> _Exercise data_:
────────────────
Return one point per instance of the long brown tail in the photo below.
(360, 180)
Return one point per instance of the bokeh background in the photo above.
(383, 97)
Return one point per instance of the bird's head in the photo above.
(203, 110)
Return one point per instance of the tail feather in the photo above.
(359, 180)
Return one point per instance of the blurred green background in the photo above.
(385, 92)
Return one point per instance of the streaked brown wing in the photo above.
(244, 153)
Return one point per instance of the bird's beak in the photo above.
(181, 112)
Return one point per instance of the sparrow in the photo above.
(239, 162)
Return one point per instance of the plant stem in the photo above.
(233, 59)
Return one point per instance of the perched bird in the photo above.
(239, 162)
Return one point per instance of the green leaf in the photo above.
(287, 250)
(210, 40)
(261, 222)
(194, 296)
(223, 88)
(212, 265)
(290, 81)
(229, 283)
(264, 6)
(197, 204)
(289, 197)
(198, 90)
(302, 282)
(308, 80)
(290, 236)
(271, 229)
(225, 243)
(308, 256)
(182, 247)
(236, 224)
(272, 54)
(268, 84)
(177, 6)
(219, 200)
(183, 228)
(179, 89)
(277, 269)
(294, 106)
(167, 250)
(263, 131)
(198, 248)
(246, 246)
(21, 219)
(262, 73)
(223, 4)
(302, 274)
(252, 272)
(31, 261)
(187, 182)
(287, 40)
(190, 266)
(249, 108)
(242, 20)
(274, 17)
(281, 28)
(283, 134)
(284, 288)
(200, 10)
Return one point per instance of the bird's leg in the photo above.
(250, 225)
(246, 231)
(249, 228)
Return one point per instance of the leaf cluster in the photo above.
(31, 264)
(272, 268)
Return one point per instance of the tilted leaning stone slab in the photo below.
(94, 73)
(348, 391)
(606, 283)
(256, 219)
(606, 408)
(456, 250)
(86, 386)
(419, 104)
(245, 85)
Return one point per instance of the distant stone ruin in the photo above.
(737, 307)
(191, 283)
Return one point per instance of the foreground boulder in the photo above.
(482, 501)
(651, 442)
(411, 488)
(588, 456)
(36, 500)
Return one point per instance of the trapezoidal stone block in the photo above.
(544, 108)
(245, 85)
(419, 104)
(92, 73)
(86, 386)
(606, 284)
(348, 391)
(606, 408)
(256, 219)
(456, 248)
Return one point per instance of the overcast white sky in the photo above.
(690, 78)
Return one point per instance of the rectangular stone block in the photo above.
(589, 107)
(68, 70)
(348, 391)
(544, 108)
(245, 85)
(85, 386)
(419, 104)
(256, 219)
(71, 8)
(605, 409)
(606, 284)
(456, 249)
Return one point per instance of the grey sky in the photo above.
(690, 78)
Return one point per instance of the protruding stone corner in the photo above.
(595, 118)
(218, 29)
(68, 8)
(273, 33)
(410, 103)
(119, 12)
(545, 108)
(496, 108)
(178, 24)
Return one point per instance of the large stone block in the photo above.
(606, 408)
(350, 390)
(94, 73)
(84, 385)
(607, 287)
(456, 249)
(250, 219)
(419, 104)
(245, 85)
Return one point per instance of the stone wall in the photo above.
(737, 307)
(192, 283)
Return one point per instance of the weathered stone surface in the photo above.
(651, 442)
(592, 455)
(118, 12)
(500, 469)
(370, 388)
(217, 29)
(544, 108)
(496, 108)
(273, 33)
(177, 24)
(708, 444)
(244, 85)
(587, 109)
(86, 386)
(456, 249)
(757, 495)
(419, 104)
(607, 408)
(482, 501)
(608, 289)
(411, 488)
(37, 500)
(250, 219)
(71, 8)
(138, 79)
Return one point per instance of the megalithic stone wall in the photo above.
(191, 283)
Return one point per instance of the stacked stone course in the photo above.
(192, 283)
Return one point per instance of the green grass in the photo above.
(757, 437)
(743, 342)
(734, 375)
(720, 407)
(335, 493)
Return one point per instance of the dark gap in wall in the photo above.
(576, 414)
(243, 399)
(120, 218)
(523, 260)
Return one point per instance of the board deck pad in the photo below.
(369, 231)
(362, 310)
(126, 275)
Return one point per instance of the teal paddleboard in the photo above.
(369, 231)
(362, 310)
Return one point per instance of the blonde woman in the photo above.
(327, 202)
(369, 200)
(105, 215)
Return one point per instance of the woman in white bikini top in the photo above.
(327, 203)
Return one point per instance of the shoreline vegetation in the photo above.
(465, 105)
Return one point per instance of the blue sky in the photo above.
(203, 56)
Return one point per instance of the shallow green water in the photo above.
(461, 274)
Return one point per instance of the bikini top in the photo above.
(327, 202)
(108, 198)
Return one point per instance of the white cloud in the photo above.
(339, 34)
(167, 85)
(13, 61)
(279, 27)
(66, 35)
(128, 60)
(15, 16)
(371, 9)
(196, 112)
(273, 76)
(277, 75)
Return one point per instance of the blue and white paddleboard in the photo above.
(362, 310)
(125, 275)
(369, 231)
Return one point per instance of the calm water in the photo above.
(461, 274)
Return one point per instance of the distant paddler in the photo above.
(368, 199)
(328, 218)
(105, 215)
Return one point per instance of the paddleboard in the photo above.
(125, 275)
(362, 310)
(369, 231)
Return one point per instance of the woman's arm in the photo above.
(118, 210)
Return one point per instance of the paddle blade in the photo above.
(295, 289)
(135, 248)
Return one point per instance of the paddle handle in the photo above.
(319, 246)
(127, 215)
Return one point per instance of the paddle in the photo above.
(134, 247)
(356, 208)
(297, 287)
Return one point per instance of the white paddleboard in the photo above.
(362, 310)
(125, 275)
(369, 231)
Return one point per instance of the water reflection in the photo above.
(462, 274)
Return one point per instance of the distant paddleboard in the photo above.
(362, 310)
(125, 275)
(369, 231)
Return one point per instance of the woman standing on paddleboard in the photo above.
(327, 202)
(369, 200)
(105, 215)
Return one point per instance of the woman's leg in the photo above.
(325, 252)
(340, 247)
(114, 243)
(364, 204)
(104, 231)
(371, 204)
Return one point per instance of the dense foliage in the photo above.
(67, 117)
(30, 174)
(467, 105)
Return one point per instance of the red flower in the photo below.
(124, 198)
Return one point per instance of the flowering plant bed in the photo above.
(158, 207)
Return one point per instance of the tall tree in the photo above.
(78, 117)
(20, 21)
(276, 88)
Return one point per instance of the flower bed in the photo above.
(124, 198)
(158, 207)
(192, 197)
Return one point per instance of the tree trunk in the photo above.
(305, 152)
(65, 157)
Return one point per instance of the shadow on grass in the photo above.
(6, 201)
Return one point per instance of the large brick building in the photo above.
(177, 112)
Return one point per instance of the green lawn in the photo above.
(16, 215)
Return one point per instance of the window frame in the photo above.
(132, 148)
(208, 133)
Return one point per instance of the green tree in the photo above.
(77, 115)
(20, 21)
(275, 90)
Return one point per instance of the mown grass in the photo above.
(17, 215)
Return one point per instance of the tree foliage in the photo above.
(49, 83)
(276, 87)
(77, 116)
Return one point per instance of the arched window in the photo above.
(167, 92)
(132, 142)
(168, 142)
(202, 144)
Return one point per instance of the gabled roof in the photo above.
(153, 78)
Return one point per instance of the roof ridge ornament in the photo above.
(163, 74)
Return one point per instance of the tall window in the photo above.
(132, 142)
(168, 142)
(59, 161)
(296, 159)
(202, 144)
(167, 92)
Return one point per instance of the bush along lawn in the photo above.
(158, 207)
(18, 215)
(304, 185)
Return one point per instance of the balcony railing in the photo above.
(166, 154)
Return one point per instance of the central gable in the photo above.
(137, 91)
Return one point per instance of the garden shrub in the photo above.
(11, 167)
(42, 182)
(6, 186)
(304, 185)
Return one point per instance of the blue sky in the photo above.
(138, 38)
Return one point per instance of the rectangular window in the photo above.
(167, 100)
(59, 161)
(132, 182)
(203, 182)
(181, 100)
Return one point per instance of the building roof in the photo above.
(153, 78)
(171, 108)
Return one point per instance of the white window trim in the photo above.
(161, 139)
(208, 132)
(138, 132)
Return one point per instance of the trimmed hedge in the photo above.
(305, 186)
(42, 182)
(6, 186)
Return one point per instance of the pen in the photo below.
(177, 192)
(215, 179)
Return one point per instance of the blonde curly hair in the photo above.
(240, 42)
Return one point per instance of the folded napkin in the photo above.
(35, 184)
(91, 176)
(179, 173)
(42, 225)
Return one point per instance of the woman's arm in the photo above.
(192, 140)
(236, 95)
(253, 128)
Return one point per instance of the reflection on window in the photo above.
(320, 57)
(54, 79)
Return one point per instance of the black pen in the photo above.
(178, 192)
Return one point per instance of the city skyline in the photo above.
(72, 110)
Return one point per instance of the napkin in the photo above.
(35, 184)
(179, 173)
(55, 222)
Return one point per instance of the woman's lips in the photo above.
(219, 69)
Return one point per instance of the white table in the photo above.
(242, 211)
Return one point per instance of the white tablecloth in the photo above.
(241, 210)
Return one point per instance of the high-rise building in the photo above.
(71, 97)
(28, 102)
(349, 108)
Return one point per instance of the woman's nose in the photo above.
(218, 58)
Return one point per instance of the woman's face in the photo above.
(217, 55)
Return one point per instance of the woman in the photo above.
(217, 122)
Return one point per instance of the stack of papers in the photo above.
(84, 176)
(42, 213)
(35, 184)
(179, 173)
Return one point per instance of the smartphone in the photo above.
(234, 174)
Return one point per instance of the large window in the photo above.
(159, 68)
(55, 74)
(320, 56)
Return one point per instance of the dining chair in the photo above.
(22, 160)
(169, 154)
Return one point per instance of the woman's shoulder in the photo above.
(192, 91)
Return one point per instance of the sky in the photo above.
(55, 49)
────────────────
> _Directions for this task_: Your task is to return, exactly and on their own, the lines from the one containing "Return one point per instance of the high-rise" through the last line of the listing.

> _Written response_:
Return one point per instance of the high-rise building in the photo above.
(71, 97)
(28, 102)
(349, 108)
Return one point per instance of the woman's nose in the photo above.
(218, 58)
Return one point per instance of the woman's face in the photo above.
(217, 55)
Return one point per instance of the woman in the photo above.
(217, 122)
Return one point per instance of the stack of papers in the photo above.
(84, 176)
(42, 213)
(35, 184)
(179, 173)
Return one point per instance of the smartphone in the photo above.
(234, 174)
Return one point per instance of the large window in the photo above.
(159, 68)
(55, 74)
(320, 56)
Return one point per instance of the dining chair in the photo above.
(22, 160)
(169, 154)
Return one point per instance of the woman's shoulder in the photo above.
(192, 91)
Return one point per instance of the sky in the photo above.
(55, 49)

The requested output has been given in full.